**What to produce**
From the records below, extract all the text exactly and leave the images behind.

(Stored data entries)

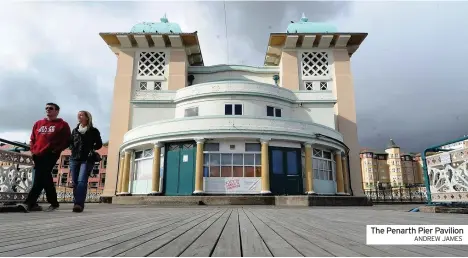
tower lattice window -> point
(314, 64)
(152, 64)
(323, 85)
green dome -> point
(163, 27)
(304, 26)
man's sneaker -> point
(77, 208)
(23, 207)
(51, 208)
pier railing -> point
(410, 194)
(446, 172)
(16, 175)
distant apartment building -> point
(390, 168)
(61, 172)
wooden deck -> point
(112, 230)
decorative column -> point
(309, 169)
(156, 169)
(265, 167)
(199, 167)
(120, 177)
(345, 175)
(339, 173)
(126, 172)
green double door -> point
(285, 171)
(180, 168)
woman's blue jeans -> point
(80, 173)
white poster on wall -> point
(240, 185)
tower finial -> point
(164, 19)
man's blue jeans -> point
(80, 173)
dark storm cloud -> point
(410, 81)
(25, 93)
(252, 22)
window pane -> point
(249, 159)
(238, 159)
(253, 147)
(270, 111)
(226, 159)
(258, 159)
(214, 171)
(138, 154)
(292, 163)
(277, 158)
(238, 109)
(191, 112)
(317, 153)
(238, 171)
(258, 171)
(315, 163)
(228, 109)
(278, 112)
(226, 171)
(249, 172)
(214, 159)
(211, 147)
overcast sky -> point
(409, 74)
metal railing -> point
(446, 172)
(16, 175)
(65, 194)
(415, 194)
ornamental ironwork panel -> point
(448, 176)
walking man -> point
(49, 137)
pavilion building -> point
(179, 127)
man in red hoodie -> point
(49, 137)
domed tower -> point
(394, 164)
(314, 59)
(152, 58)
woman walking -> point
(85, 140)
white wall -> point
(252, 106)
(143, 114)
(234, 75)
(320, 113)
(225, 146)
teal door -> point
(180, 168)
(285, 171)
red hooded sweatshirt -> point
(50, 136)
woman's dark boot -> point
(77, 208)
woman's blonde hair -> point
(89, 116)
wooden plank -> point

**Worked solution**
tower lattice window -> point
(314, 64)
(152, 64)
(323, 85)
green dome -> point
(163, 27)
(304, 26)
man's sneaker -> point
(77, 208)
(23, 207)
(51, 208)
pier railing -> point
(410, 194)
(446, 172)
(16, 175)
distant apartment building -> point
(390, 168)
(61, 172)
wooden deck -> point
(112, 230)
decorative column -> point
(309, 169)
(156, 169)
(265, 167)
(199, 167)
(120, 177)
(345, 175)
(339, 173)
(126, 172)
green double door -> point
(285, 171)
(180, 168)
woman's blue jeans -> point
(80, 173)
white poster on wall -> point
(240, 185)
tower finial -> point
(164, 19)
man's blue jeans -> point
(80, 173)
dark storm cloud -> point
(410, 81)
(25, 93)
(252, 22)
window pane -> point
(249, 159)
(238, 159)
(253, 147)
(270, 111)
(226, 159)
(258, 159)
(214, 171)
(138, 154)
(292, 163)
(277, 158)
(238, 109)
(191, 112)
(317, 153)
(238, 171)
(258, 171)
(315, 163)
(228, 109)
(278, 112)
(226, 171)
(249, 172)
(214, 159)
(211, 147)
overcast sky -> point
(409, 74)
metal railing -> point
(446, 172)
(16, 175)
(65, 194)
(415, 194)
ornamental ironwork panel -> point
(448, 176)
walking man -> point
(49, 137)
pavilion building -> point
(179, 127)
man in red hoodie -> point
(49, 137)
domed tower -> point
(394, 164)
(314, 59)
(152, 58)
woman walking -> point
(85, 140)
white wall -> point
(252, 106)
(143, 114)
(234, 75)
(320, 113)
(225, 146)
teal door -> point
(180, 168)
(285, 171)
red hooded sweatshirt -> point
(50, 136)
woman's dark boot -> point
(77, 208)
woman's blonde hair -> point
(89, 116)
wooden plank -> point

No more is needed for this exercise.